[EXERCISE REQUIREMENTS]:
1) In the acquisition announcement below, what equity purchase price will El Paso Pipeline Partners pay?
2) Write the next paragraph of the acquisition announcement below, picking up right after its final sentence.

[PASSAGE PROVIDED]:
El Paso Pipeline Partners, L.P. (NYSE: EPB), today announced that it will acquire from Kinder Morgan, Inc. (NYSE: KMI) KMI’s 50 percent interest in Ruby Pipeline, 50 percent interest in Gulf LNG and 47.5 percent interest in Young Gas Storage. The transaction value is approximately $2 billion, including $1.012 billion of proportionate debt at Ruby and Gulf LNG, resulting in an equity purchase price of $972 million (consistent with EPB’s budget). The purchase, which is expected to close in May and be effective April 30, 2014, was approved by the independent members of the board of directors of KMI, and by the conflicts committee and the board of directors of EPB’s general partner following the receipt of separate fairness opinions from different investment banks. The company previously announced that KMI would offer to sell (drop down) these assets to EPB.

Chairman and CEO Richard D. Kinder said, “This is a win-win transaction for EPB and KMI. These assets will generate substantial, stable cash flow to EPB unitholders for many years to come, and KMI will reduce its debt outstanding and continue to participate in the cash flows from these assets through its general and limited partner interests in EPB. Market conditions continue to support the view that natural gas, which is domestic, clean, abundant and reasonably priced, is the future play for America’s energy needs. As mentioned on our first quarter earnings call, a recent study (Wood Mackenzie) calls for U.S. natural gas demand to increase by over 30 percent in the next 10 years to approximately 94.5 billion cubic per day (Bcf/d). EPB, which is comprised entirely of natural gas assets, will be a significant player in helping meet this growing demand and is well positioned for future growth.”

[PROVIDED MATERIAL]:
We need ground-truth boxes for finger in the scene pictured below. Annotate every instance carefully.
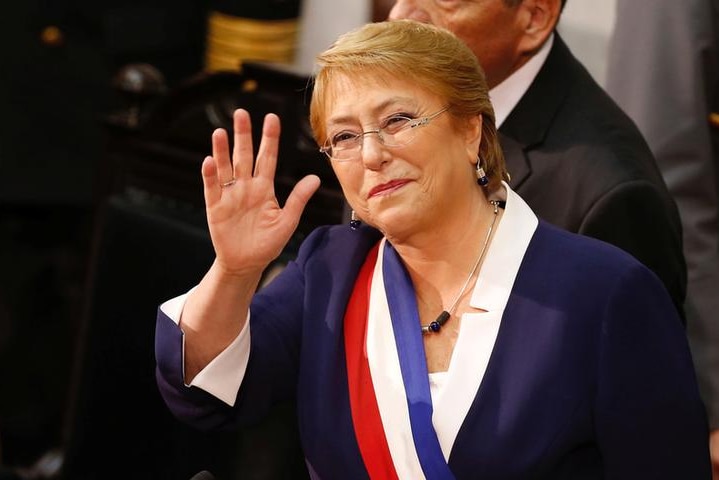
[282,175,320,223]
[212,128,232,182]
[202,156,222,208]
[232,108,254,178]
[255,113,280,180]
* * *
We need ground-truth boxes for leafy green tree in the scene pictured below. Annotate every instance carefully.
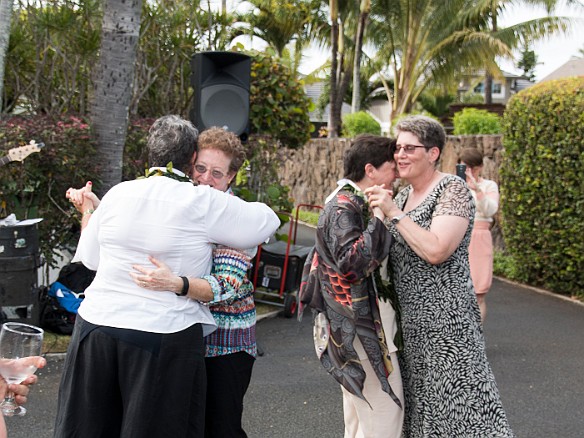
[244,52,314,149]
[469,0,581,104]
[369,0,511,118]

[ANSWERS TO THE TASKS]:
1) $972 million.

2)
Upon closing, this transaction will be immediately accretive to EPB, which is purchasing the assets at approximately nine times 2013 EBITDA. EPB plans to fund 10 percent of the transaction value, net of the proportionate debt, with EPB common units that will be issued to KMI at closing valued at approximately $97.2 million. The remaining value is expected to be funded with the proceeds of one or more equity or debt issuances and/or borrowings under EPB’s revolving credit facility. KMI intends to use the proceeds from the dropdown sales to reduce debt.